Brief aan de Tweede Kamer over feitelijke sterkte politie per 31
december 2000
Een parlementair stuk bij het onderwerp Politie
28 mei 2001
Twee keer per jaar informeer ik uw Kamer over enerzijds de
feitelijke sterkte (het aantal ftes) van de Nederlandse politie en
anderzijds het aantal aspiranten dat in opleiding is. Dit vanwege
gemaakte afspraken in het Regeerakkoord over de te bereiken
sterkte aan het einde van deze kabinetsperiode. Met mijn brief van
9 november 2000 (kamerstukken VII, 2000-2001, 27 400, nr. 19) heb
ik uw Kamer laatstelijk geïnformeerd over de ontwikkeling van de
sterkte van de Nederlandse politie per 1 juli 2000. Thans deel ik
u mede wat de ontwikkeling is per 31 december 2000.

-*-

OPGAVEN
[a] Hoe vaak per jaar wordt de Kamer volgens de brief over de politiesterkte geïnformeerd over de feitelijke sterkte van de politie en het aantal aspiranten in opleiding?
[b] Vervolg de brief over de politiesterkte vanaf het punt waar de tekst ophoudt.

-*-

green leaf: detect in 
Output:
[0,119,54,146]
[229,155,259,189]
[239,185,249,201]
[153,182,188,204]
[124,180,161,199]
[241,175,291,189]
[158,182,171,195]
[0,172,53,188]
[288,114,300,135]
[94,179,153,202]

-*-

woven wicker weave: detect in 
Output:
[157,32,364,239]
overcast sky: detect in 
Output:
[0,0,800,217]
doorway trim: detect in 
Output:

-*-

ANTWOORDEN
[a] Twee keer per jaar.

[b]
Naar aanleiding van het algemeen overleg met uw Kamer op 20
november 2000 en de motie van de leden van Heemst en Niederer over
werving bij de politie (kamerstukken VII, 2000-2001, 27 400, nr.
22), heb ik voorts toegezegd uw Kamer periodiek te informeren over
de personeelsvoorziening en werving bij de politie.
Feitelijke sterkte Nederlandse politie
In het Regeerakkoord heeft dit kabinet aangekondigd dat er extra
middelen beschikbaar worden gesteld voor versterking en
uitbreiding van politie en justitie. In het Convenant politie 1999
zijn vervolgens afspraken gemaakt de sterkte van de politie uit te
breiden met 3.400 ftes (inclusief 400 ftes herbezetting in verband
met de invoering van de 36-urige werkweek). Per 1 juli 2002 dient
dit te resulteren in een totale feitelijke sterkte van 43.622
ftes.
Ik kan u berichten dat de feitelijke sterkte zich positief
ontwikkelt. Per 31 december 2000 bedraagt de feitelijke sterkte
van de Nederlandse politie 42.762 fte. De groei van de sterkte
over 2000 bedraagt hiermee 1.391 fte. Deze ontwikkeling sterkt mij
in de verwachting, dat de doelstelling van 43.622 fte per 1 juli
2002 bereikt zal worden.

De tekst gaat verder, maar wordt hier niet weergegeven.